- УСЛОВИЕ ЗАДАЧИ -
Продолжите приведенный ниже отрывок о художнике Иванове и его «Библейских эскизах», начиная с места после последнего предложения.

- ВЫБРАННЫЙ ОТРЫВОК -
>>>>>
Удивительно, что сухая и довольно скептическая книга Штрауса заинтересовала Иванова — очевидно, она легла на хорошо подготовленную почву. Штраусу он доверял как ученому, причем настолько, что встретился с ним лично, приобретал научные книги по его совету. Правда, личная встреча выглядела анекдотично: «…разговор происходил со стороны Штрауса на латинском, а со стороны Иванова на итальянском языке», — вспоминал Иван Тургенев.

Книгу немецкого богослова художник понимал по-своему. Развенчание всего чудесного и мифического ему не нужно, он — идеалист, близкий к последователям философа Шеллинга. Иванов был знаком с немецкой философией еще до отъезда в Рим, где в начале 1830-х встретил русского литератора и переводчика Николая Рожалина, участника «Общества любомудрия», проводника в мир идей Шеллинга. В этой философии художник — нечто вроде пророка, указующего на возможность иного мира (вспомним Иоанна Крестителя в «Явлении Христа»), а за всеми явлениями стоит единое начало. «Библейские эскизы» — это поиск в разных религиях и культурах того, что указывает на путь спасения через Христа, венчающего человеческую историю.

Религиозность Иванова была, судя по всему, очень личной, не обрядовой, а скорее философской. Он хотел показать людям путь к единству, то есть был склонен к мессианским идеям. Его непростая жизнь, полная финансовых трудностей, одиночества в мастерской, печали по поводу недостатка добродетели в людях, очень способствовала мечтам. Мир «Библейских эскизов» и есть мир мечты, утопии. Автор связывает античность, иудаизм и христианскую европейскую культуру — ведь в этих эскизах много отсылок к живописи итальянского Ренессанса.
<<<<<
- ИСХОДНЫЕ ДАННЫЕ -
>>>>>
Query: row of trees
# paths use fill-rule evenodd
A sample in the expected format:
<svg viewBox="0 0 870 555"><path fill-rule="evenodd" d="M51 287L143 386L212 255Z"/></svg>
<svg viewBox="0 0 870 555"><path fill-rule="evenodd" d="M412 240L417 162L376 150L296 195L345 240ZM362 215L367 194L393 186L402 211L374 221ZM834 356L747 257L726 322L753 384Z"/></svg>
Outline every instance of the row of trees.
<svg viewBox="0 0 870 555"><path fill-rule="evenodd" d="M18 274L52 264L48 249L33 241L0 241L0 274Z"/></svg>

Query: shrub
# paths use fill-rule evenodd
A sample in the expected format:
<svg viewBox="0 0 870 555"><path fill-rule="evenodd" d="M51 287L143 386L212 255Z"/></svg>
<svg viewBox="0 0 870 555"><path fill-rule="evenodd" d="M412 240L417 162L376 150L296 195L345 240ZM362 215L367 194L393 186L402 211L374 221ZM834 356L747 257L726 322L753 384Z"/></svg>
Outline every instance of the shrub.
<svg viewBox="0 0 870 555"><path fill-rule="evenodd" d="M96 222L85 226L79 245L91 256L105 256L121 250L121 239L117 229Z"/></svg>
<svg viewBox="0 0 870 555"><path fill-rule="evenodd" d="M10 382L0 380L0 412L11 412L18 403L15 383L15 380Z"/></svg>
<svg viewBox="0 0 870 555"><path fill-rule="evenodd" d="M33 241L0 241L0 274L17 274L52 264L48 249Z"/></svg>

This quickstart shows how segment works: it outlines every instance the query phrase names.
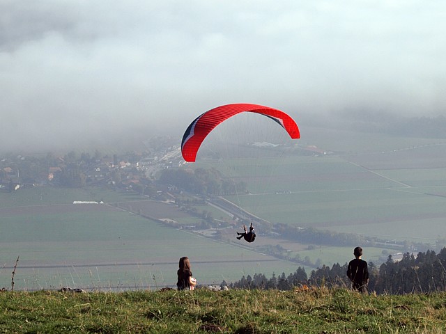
<<<<<
- РЕЗУЛЬТАТ ВЫПОЛНЕНИЯ -
Александр Иванов. Фараон просит Моисея и Аарона вывести еврейский народ из Египта. Конец 1840-х – 1858. Бумага, акварель, белила, графитный карандаш.
Рамессеум (заупокойный храм Рамзеса II) в Фивах). Иллюстрация из «Описания Египта» (изд. Эдм-Франсуа Жомар), том 2, 1812.
Александр Иванов. Фараон просит Моисея и Аарона вывести еврейский народ из Египта. Конец 1840-х – 1858. Бумага, акварель, белила, графитный карандаш.
Рамессеум (заупокойный храм Рамзеса II) в Фивах). Иллюстрация из «Описания Египта» (изд. Эдм-Франсуа Жомар), том 2, 1812.

Эскизы Иванова ни в коем случае не наброски, в большинстве из них найдена композиция и отточены линии путем постоянного повторения одних и тех же фигур. Поэтому Моисей ступает легко через Красное море, Иисус, шагая по воде, уверенно подает руку Петру, ангел величественно и спокойно является Марии. Помимо Леонардо и Тинторетто, источниками служили и произведения искусства Древнего Египта и Ассирии. Оригиналы скульптуры были ему недоступны, он копировал и затем использовал гравюры, сделанные по зарисовкам ученых во время археологических раскопок.

Крылатый лев (Ламассу)

Александр Иванов. Моисей перед Богом, пишущим на скрижалях слова Завета. Конец 1840-х – 1858. Бумага, акварель, графитный карандаш.
Александр Иванов. Моисей перед Богом, пишущим на скрижалях слова Завета. Конец 1840-х – 1858. Бумага, акварель, графитный карандаш.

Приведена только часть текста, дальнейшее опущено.